### Input records:
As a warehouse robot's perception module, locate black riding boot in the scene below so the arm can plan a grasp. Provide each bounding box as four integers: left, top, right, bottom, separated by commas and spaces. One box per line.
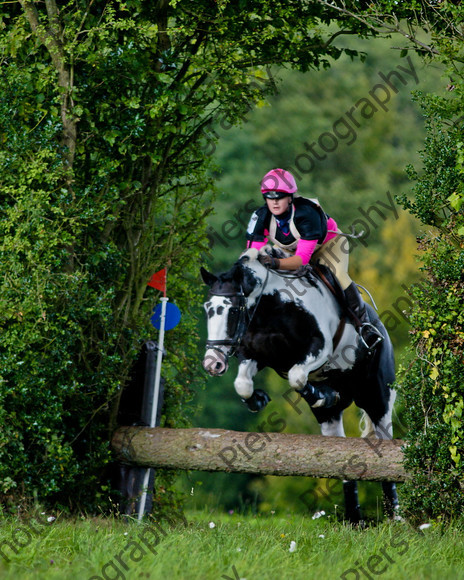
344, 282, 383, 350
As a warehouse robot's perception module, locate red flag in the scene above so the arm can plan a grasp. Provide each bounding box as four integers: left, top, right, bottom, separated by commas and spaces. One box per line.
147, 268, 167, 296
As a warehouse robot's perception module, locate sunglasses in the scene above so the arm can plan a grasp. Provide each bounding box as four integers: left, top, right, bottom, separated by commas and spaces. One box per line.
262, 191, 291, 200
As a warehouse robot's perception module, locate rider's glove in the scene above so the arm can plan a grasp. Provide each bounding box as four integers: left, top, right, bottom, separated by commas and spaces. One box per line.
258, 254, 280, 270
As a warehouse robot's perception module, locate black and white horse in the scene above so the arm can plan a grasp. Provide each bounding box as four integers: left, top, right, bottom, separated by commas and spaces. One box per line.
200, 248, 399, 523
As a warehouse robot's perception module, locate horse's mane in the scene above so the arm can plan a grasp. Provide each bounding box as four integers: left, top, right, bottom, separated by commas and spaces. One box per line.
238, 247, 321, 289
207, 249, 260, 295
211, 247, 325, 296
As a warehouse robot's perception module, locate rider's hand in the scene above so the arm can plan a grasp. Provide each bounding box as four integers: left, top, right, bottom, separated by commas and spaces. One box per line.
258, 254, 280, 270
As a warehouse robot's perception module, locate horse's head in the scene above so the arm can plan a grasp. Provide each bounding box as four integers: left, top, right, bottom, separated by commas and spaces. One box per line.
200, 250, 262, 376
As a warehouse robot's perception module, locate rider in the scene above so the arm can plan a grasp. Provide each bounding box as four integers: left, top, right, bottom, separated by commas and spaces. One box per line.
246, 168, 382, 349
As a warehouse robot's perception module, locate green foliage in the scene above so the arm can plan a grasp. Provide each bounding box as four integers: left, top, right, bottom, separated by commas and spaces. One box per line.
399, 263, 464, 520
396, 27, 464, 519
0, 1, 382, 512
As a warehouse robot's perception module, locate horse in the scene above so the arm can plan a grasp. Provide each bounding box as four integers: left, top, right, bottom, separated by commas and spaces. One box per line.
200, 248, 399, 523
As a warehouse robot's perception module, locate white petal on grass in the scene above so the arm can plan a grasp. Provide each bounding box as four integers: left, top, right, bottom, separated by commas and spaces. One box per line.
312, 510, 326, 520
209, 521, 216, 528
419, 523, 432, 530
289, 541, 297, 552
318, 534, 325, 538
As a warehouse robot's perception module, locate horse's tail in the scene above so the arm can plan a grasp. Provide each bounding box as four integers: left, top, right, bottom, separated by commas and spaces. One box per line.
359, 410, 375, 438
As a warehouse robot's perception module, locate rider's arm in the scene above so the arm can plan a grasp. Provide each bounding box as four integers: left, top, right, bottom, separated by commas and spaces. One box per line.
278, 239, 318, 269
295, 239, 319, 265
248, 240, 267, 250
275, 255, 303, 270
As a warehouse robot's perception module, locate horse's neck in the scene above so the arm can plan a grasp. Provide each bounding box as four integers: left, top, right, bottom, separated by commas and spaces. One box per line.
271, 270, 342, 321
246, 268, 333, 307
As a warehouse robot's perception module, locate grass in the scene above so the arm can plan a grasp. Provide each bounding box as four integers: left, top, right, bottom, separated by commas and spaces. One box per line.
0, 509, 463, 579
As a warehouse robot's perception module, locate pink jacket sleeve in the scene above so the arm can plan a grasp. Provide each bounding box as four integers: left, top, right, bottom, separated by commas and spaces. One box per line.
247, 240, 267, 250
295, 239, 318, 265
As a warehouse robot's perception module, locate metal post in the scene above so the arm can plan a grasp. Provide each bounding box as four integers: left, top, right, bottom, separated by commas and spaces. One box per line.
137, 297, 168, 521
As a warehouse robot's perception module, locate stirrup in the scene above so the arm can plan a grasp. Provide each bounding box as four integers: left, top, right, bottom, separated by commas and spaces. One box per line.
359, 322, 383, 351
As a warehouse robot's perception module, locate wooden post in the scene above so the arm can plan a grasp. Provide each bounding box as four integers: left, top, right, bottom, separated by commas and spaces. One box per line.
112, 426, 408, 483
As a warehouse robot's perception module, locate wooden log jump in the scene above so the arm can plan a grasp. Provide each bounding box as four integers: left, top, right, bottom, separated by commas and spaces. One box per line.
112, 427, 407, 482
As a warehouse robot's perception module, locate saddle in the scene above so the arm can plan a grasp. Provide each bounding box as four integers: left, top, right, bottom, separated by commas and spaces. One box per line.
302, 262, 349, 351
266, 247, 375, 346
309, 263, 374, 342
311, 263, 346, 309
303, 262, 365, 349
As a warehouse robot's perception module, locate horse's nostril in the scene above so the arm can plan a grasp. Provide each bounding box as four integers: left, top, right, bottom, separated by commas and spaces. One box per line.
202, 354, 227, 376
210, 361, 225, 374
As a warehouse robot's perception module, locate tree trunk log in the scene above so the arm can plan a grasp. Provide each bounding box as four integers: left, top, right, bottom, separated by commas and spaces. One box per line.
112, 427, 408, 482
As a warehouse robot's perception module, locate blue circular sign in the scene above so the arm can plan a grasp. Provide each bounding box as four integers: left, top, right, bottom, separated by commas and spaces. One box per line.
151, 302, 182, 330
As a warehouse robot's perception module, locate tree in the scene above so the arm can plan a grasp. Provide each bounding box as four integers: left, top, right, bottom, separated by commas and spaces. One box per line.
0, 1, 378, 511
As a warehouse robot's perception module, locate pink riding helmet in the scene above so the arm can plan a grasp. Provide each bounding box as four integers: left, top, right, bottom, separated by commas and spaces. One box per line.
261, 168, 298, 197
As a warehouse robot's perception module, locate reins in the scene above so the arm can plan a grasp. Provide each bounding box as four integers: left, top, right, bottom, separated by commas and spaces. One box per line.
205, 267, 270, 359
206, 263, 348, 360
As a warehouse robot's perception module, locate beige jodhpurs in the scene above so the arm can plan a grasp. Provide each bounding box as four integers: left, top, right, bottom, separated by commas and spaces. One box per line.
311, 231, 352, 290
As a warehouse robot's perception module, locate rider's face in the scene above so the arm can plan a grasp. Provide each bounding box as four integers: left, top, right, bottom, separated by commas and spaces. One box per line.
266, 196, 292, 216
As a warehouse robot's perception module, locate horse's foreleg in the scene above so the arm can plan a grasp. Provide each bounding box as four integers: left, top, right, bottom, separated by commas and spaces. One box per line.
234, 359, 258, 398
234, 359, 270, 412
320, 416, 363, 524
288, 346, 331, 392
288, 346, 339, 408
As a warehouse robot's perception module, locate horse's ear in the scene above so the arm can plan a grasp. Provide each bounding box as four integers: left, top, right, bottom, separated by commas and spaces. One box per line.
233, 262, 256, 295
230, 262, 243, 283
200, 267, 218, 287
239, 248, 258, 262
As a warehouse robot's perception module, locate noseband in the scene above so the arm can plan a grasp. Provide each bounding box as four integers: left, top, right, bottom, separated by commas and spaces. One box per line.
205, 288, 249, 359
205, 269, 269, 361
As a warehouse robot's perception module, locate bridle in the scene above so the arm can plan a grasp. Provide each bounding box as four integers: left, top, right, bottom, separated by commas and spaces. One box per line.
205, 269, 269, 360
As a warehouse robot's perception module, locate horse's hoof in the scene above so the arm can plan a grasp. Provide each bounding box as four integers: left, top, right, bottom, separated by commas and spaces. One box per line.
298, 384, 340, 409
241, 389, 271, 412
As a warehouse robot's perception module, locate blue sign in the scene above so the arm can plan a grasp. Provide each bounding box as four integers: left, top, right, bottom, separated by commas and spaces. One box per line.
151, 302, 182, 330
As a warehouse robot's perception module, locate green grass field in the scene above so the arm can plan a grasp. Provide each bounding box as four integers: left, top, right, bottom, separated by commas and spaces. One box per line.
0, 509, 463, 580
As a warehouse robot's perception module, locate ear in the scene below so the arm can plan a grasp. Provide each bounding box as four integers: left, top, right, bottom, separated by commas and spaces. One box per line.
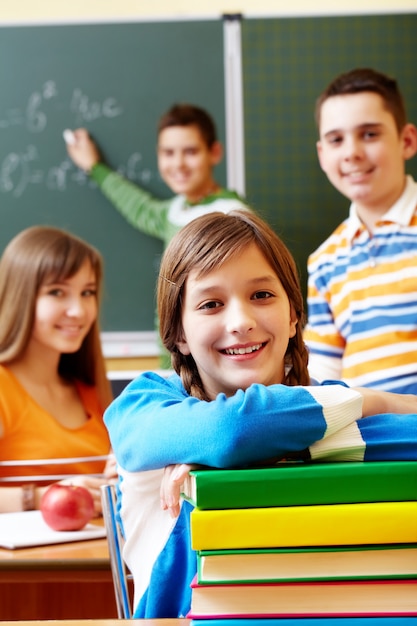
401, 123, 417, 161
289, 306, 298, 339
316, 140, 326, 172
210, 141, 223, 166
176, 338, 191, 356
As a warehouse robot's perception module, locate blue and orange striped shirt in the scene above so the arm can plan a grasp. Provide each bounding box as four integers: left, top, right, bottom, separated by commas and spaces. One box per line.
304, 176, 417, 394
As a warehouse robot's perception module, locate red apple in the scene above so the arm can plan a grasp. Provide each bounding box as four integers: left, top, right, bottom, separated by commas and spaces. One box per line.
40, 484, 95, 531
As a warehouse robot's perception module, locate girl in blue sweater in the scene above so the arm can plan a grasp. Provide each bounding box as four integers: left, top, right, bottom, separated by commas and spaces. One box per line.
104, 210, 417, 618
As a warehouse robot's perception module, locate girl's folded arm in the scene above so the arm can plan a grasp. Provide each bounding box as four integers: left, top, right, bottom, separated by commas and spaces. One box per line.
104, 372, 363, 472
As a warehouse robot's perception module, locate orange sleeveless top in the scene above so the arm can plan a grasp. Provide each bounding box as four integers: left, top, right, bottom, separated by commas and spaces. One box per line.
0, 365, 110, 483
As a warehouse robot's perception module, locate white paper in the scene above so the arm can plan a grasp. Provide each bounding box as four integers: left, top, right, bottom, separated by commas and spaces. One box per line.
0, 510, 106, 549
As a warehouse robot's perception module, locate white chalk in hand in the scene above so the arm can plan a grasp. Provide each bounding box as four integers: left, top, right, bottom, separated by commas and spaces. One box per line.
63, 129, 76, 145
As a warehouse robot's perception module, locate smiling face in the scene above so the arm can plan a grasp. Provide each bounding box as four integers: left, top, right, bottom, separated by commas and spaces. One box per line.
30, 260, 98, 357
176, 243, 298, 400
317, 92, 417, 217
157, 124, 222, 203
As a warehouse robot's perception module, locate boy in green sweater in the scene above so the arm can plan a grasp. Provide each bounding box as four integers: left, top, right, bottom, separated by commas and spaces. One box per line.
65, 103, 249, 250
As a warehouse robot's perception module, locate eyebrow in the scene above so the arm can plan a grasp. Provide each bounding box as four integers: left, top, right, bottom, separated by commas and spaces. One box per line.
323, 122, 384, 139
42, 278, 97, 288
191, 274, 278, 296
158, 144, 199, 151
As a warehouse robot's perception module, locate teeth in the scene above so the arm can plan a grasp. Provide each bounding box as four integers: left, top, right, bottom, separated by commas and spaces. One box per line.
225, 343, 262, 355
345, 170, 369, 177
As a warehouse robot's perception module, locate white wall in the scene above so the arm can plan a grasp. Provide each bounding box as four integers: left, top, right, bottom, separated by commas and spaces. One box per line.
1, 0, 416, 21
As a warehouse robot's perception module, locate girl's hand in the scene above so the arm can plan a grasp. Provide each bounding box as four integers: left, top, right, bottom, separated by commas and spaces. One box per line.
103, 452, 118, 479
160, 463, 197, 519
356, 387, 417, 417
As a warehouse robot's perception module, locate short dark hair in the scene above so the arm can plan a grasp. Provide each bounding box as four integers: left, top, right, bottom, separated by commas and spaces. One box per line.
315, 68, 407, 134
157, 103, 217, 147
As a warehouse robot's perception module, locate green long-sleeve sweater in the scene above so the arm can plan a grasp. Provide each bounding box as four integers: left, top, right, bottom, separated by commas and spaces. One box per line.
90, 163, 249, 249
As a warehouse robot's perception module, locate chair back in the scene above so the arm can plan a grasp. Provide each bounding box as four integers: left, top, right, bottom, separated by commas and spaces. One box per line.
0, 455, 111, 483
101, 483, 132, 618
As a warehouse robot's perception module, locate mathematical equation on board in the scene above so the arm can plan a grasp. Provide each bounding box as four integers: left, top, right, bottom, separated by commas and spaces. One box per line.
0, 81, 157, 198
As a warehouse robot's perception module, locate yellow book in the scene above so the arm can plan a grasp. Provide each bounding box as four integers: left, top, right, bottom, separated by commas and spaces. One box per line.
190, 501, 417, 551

### Task item:
Your output should be an exact copy of every line from the one containing "As a warehouse robot's perception module, locate mathematical" through the end of the records.

### Result below:
As a warehouse robot's perception module, locate mathematical equation on board in the scene above so the arm can plan a grasp. Provide each bounding box as four integers: left, top, right, bottom, separated by commas and spaces. One box per line.
0, 81, 157, 198
As a warehouse robot's perception module, locate yellow book in the scene above so the arm can plan a grasp. Provide each bounding box as four integers: left, top, right, bottom, separated by commas and spaces. One box per line.
190, 501, 417, 551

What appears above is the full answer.